*EXERCISE INSTRUCTIONS*
Would you copy out each line of the records below that includes the word "onion"?

*MATERIAL TO PROCESS*

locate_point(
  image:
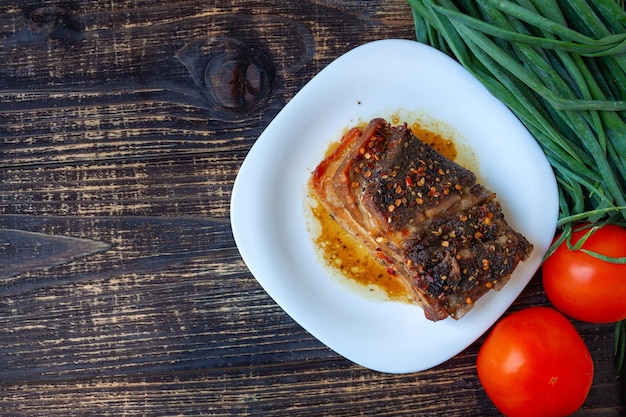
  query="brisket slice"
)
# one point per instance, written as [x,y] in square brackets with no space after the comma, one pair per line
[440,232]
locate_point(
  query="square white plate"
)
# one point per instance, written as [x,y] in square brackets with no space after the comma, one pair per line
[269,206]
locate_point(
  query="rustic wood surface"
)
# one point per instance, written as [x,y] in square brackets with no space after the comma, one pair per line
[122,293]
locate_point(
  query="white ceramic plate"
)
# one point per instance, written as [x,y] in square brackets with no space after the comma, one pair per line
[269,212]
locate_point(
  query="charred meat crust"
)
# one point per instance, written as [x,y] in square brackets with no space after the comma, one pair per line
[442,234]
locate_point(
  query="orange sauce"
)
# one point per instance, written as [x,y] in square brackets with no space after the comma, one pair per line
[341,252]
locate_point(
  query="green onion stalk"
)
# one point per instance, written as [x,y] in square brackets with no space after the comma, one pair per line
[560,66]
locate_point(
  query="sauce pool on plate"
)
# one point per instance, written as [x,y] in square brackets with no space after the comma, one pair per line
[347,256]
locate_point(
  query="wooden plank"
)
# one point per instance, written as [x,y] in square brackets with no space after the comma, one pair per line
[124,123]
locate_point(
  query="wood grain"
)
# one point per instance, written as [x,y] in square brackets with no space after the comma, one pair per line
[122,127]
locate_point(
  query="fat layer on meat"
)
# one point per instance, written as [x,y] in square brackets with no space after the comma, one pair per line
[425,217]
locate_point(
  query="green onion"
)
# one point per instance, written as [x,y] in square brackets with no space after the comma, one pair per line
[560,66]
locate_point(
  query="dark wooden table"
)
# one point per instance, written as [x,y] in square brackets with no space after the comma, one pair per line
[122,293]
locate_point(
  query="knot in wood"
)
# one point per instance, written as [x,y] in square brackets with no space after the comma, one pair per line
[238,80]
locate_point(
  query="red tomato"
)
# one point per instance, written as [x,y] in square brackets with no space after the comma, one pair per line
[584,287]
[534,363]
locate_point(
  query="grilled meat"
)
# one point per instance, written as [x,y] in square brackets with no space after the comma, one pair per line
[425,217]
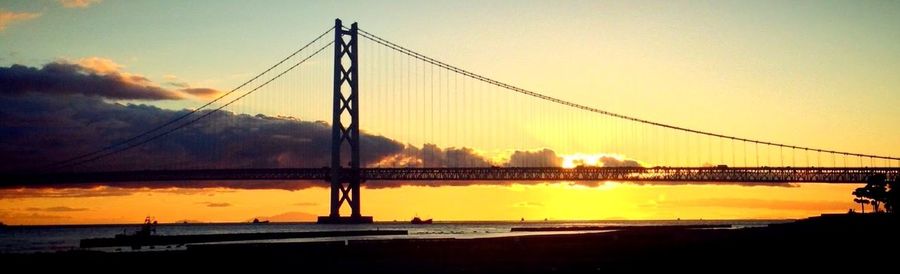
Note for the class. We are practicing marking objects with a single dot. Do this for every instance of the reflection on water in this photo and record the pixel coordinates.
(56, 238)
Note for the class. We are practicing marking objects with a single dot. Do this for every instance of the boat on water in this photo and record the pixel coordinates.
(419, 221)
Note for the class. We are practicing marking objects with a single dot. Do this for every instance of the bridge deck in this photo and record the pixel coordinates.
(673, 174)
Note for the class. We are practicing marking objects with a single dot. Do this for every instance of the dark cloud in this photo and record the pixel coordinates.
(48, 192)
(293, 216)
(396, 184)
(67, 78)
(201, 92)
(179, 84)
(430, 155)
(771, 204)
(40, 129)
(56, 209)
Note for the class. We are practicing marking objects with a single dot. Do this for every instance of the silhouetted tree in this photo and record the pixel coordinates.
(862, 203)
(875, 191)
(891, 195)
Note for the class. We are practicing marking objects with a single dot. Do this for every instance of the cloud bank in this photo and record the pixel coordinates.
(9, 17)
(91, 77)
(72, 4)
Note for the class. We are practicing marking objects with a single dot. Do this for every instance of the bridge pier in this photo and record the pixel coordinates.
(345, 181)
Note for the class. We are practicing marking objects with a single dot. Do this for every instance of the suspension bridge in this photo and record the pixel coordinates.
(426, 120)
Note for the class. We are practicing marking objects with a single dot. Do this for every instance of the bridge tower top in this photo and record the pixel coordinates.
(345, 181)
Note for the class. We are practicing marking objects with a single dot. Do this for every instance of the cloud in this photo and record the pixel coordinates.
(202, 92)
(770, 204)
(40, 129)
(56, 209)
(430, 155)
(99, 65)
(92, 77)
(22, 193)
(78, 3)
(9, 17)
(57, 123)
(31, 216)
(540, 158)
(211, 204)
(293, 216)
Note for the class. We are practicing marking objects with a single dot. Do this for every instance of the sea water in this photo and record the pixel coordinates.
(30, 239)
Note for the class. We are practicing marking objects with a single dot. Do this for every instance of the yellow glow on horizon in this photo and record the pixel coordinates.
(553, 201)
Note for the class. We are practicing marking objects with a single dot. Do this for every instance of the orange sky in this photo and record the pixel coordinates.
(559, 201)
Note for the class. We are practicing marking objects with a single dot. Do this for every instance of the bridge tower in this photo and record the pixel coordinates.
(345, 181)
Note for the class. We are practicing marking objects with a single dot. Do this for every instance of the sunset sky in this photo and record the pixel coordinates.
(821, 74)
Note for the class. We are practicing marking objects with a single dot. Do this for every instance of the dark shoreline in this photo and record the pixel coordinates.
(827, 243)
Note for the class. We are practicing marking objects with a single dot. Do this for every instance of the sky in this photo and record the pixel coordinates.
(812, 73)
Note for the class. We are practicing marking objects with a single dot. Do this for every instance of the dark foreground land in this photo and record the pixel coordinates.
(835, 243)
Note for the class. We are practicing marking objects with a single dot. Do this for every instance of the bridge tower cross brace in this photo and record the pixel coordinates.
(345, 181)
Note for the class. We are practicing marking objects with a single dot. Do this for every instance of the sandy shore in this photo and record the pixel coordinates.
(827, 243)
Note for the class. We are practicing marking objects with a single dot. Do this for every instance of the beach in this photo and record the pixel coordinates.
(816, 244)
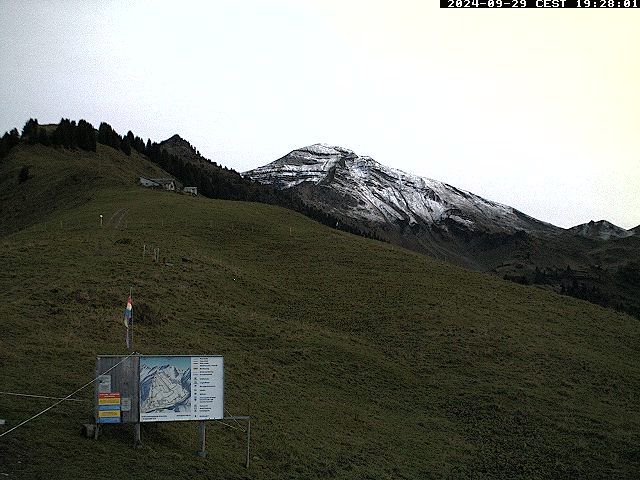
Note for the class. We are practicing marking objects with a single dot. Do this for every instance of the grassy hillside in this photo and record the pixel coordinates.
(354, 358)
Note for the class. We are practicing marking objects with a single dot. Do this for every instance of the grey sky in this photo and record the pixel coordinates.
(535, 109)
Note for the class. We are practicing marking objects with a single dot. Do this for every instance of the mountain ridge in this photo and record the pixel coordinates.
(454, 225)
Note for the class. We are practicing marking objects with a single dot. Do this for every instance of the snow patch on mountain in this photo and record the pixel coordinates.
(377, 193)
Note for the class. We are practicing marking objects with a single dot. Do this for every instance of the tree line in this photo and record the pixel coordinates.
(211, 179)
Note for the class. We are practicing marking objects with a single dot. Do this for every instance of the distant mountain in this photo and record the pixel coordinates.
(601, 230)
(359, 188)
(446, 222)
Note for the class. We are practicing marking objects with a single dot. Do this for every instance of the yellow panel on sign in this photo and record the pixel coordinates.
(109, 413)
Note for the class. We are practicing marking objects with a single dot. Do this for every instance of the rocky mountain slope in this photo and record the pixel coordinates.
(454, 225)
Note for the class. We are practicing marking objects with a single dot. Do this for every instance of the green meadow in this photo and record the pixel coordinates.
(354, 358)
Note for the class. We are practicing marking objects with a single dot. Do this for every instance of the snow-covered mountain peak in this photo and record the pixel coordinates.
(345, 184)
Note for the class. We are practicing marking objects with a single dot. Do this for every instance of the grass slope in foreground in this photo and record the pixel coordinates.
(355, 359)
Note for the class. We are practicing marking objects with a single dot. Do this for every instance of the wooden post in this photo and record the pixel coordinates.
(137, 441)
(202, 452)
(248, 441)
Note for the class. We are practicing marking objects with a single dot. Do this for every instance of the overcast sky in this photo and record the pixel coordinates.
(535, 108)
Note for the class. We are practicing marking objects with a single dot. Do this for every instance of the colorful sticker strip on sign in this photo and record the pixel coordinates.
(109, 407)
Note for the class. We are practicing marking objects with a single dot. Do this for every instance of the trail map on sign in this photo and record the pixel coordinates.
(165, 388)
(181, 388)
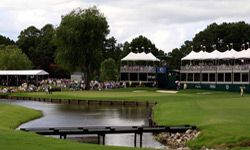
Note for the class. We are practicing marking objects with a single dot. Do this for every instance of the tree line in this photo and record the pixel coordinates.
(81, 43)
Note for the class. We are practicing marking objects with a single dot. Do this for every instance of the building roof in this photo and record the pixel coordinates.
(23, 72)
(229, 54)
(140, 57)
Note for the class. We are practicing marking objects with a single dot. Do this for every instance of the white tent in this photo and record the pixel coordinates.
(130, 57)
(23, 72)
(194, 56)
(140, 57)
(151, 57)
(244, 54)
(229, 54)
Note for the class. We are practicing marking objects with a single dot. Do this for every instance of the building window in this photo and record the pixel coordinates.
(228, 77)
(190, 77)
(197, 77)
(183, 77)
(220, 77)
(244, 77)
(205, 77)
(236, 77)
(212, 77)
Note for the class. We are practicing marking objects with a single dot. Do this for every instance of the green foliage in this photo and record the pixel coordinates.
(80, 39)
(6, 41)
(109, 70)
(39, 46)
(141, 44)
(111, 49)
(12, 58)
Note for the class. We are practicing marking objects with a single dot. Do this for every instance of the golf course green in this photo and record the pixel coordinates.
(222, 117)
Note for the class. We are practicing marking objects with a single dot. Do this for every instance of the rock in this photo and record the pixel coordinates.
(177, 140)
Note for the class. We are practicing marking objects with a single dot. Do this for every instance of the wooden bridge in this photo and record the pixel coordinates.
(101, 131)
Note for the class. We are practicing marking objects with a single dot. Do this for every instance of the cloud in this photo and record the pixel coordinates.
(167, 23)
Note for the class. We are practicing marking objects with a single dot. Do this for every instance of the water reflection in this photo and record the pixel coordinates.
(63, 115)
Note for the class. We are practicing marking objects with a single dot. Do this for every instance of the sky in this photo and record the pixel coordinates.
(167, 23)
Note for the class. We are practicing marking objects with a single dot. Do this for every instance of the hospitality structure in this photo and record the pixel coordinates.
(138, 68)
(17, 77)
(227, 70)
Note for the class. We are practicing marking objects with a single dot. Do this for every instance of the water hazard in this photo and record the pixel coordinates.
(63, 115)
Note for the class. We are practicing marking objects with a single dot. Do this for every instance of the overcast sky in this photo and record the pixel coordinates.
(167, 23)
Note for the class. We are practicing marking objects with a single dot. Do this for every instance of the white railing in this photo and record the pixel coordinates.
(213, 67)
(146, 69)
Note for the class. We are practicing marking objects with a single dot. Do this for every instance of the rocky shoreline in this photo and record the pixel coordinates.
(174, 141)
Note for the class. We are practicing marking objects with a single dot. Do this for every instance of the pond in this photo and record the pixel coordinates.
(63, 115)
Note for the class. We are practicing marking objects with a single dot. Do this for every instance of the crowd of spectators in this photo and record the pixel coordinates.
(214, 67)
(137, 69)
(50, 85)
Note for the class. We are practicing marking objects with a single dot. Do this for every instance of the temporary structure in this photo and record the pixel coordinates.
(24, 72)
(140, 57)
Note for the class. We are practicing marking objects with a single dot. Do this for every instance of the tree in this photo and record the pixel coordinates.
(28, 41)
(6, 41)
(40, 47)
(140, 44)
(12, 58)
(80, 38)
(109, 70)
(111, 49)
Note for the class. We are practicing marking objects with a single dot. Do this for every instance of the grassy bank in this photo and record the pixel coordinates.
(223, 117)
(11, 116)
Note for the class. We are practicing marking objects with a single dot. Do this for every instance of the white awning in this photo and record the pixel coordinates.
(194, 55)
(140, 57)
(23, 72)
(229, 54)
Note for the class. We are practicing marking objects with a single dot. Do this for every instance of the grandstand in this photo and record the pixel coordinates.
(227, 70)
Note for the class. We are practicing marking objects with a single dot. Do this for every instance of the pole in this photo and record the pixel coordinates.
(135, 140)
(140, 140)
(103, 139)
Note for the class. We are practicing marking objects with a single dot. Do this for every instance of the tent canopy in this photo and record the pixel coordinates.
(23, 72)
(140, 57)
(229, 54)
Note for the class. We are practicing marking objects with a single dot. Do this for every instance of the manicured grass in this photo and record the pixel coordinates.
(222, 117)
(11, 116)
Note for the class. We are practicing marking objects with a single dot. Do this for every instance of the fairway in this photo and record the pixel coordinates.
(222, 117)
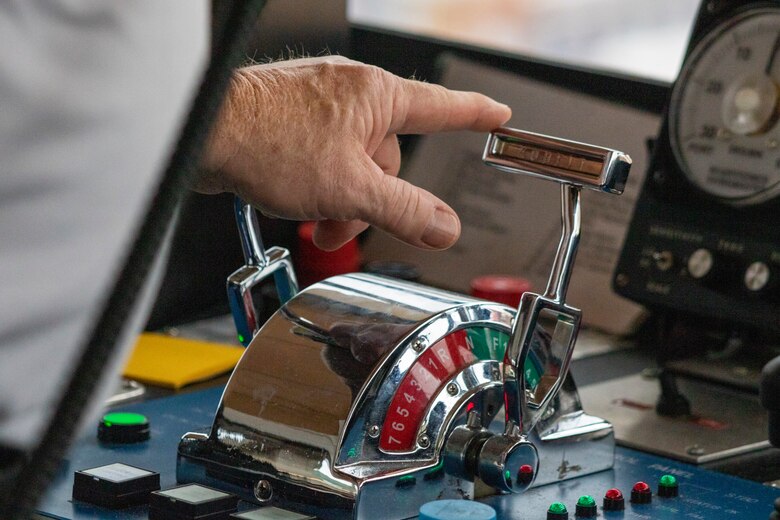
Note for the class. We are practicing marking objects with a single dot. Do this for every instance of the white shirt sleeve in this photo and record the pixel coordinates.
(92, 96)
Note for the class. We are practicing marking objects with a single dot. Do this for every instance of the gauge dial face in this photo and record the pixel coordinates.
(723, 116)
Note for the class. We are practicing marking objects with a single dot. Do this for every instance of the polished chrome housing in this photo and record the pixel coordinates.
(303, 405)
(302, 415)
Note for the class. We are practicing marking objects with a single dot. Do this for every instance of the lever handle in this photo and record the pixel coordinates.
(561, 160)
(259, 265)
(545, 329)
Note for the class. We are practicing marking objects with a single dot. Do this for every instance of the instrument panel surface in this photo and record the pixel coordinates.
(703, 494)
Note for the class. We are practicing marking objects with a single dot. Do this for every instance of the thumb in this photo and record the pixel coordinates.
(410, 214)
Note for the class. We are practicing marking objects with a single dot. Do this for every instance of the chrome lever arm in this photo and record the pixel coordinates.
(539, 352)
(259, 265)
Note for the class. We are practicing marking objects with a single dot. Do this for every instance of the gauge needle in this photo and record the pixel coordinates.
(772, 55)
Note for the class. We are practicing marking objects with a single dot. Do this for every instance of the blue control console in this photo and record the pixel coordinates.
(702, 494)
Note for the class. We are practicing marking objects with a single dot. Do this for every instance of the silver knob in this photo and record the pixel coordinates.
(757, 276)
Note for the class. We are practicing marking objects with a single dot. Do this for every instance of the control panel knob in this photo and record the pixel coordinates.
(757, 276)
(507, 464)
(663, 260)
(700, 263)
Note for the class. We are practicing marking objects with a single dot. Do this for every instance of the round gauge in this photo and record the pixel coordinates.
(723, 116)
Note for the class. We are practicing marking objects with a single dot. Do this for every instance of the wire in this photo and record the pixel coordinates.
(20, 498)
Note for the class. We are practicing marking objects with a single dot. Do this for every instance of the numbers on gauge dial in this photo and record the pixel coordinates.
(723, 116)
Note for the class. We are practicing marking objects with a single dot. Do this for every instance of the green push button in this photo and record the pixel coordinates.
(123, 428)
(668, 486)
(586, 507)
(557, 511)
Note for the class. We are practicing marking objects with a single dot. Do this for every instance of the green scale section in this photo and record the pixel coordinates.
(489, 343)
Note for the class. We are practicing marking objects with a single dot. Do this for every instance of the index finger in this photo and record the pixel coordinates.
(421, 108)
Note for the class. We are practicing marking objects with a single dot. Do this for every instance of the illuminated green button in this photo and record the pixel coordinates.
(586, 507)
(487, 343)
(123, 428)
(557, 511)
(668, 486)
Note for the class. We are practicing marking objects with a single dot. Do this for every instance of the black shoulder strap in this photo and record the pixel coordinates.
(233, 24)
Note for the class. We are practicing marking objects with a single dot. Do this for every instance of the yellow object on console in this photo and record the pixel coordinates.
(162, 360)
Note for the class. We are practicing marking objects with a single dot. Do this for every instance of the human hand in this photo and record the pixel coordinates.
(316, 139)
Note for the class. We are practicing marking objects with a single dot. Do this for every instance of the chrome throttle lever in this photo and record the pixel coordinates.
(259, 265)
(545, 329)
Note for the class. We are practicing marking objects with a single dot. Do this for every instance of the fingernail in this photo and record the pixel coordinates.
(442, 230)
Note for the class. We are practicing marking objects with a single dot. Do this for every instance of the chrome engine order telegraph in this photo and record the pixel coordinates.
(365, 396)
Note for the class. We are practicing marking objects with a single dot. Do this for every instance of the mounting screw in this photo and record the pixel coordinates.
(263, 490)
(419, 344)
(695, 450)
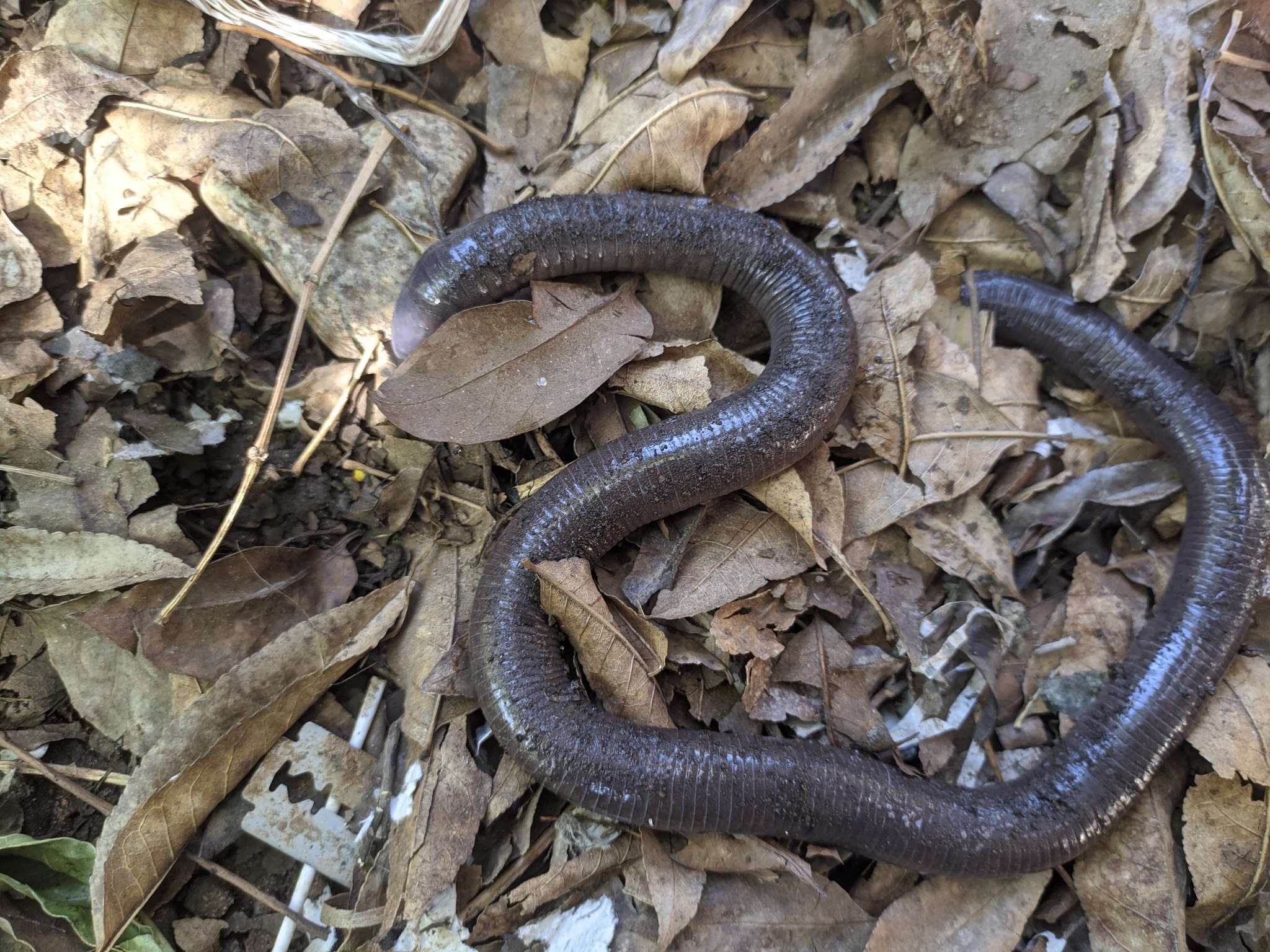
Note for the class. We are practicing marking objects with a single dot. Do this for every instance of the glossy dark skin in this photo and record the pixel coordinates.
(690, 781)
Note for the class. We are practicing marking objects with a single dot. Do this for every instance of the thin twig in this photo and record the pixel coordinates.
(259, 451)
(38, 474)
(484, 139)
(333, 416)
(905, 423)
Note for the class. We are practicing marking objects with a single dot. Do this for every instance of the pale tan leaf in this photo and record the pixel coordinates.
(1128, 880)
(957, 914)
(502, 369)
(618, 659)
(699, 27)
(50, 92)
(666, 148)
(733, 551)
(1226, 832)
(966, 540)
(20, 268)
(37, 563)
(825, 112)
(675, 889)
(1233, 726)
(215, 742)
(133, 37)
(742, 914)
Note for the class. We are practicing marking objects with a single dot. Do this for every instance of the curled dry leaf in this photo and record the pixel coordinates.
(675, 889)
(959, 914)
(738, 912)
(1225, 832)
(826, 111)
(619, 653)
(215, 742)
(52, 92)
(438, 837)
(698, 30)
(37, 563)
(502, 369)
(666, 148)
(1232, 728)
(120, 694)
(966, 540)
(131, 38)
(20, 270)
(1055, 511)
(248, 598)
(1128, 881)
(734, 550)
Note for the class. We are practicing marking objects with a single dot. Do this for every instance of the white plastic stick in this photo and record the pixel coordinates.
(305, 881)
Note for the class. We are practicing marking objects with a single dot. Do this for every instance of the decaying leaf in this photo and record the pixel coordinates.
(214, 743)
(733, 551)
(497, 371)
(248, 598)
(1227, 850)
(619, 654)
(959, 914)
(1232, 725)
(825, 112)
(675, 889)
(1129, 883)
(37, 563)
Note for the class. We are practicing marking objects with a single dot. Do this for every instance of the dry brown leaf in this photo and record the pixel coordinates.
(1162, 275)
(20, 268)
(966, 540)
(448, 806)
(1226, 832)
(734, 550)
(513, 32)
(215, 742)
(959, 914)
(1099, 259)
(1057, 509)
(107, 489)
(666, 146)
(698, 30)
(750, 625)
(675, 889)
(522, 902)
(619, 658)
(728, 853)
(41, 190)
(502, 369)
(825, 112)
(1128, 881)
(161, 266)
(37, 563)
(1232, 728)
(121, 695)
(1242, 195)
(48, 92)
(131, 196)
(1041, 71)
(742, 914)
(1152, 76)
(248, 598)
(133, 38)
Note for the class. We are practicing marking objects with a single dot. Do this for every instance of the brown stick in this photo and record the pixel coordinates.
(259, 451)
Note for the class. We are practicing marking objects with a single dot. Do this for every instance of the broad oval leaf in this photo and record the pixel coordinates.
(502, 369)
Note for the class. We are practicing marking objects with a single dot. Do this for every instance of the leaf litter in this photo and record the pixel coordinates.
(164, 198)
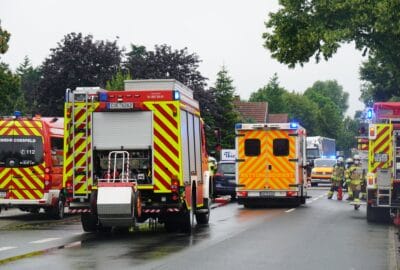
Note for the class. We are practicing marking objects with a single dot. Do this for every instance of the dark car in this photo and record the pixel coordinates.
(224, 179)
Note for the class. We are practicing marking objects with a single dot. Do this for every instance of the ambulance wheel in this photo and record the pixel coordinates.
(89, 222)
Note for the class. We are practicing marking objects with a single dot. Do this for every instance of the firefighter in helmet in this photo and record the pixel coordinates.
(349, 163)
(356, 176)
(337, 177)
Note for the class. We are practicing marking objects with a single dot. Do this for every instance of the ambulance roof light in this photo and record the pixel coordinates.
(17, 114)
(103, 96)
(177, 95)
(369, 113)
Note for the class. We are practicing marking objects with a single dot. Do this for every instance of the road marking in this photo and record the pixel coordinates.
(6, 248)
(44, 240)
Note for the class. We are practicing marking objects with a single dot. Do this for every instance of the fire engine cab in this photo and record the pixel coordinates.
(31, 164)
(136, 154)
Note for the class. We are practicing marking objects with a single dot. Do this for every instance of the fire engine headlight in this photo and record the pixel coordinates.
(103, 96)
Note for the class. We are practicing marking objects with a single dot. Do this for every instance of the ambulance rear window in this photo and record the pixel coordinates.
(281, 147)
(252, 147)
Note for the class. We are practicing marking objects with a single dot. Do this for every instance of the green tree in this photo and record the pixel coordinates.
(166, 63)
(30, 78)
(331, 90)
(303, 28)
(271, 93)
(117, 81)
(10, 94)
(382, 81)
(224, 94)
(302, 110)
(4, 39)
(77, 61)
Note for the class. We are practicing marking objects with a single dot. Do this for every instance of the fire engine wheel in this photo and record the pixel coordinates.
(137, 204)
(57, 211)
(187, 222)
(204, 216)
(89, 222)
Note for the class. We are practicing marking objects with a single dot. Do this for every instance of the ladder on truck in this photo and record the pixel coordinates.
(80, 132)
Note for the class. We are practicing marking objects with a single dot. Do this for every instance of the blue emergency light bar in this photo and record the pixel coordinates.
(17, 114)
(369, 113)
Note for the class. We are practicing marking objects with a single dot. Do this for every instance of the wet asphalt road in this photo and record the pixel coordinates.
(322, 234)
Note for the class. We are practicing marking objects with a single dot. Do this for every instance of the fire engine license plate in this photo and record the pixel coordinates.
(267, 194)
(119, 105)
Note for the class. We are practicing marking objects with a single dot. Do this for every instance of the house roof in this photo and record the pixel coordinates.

*YOUR SOLUTION*
  query="green onion stalk"
  query="green onion"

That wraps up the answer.